### Text shown
· · ·

Motivated by narcissistic desire to play a visible and high-stakes role in
society (Maccoby, 2000), they also stood to amass extraordinary fortunes. But
they were, after all, only men. Given credit for achievements they had little
responsibility for accomplishing in past roles, acclaimed for the promise of
future turn-arounds, they became the objects of a cult. In effect, in the
service of this demand for charismatic brilliance, we created a new aristocracy,
rivaling the robber barons of the nineteenth century, but the power of their
role derived from the fact that they enacted a kind of social defense on our
behalf. Their job was not only to deliver increasing shareholder value but also
to sustain our belief that this was possible in the “New Economy” and the “New
World Order.” They embodied a fantasy of omnipotent control over the risks and
contradictions of the market.
In
his study of CEO succession, Rakesh Kurana (2002) noted how resistant boards of
directors were to the research that challenged this omnipotent belief: “It is
difficult to convey to the reader how deeply rooted this belief in the dependent
relationship between CEO quality and firm performance is among members of
corporate boards, who hold it with virtually religious conviction. To openly
question it is taboo” (p 110). Boards may have a particular need to sustain this
fantasy, as their judgment and responsibility is at stake in selecting the CEO,
but to a lesser degree we all shared in it.
One
way for this new breed of CEO to manage the expectation of providing increasing
values for shareholders was to make the corporation itself the new locus of
insecurity, ratcheting up the internal pressure and the anxiety to perform.

· · ·

### Data supplied
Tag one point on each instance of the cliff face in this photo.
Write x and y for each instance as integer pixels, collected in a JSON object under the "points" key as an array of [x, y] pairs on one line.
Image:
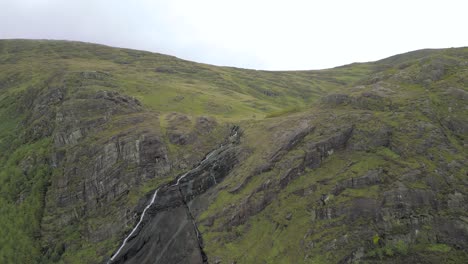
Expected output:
{"points": [[361, 163]]}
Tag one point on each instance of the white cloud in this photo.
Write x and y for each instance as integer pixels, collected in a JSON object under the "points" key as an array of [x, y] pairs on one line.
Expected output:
{"points": [[258, 34]]}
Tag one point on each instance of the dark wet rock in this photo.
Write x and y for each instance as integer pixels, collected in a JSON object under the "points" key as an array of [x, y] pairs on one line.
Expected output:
{"points": [[316, 152], [291, 140], [371, 178], [170, 233]]}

· · ·

### Requests
- 1) Switch "Tag" to "Mark" everywhere it appears in the rows above and write all the rows out again with nothing else changed. Leave out the pictures.
- 2) Pick up the text on celebrity CEOs from its last sentence and keep writing it.

### Replies
- 1)
Mark one point on each instance of the cliff face in this photo.
Write x and y for each instance as integer pixels, collected in a JSON object under the "points" key as an array of [x, y] pairs on one line.
Image:
Expected output:
{"points": [[361, 163]]}
Mark one point on each instance of the white cloud in this photo.
Write x and y for each instance as integer pixels, collected in a JSON object under the "points" key as an array of [x, y] pairs on one line.
Expected output:
{"points": [[258, 34]]}
Mark one point on each instance of the dark wet rock in this photo.
Write x and y for each instance as integer pixels, collected in a JSON object under the "points" key as an array of [x, y] pairs on one line.
Expected output:
{"points": [[316, 152], [291, 140], [371, 178], [170, 233]]}

- 2)
Empowered with their new mission, CEOs turned against the security that the
corporation itself had traditional provided to its employees. Loyalty to
employees was discarded, productivity continually scrutinized, even whole units
or sectors discarded for strategic reasons, regardless of productivity; in the
new corporation, no one felt secure. Lower-level employees worked longer hours,
and overall compensation declined to the point that most families now require
both parents to work in order to make ends meet (Hertz, 2001). Top executives
gained stock options and other perks.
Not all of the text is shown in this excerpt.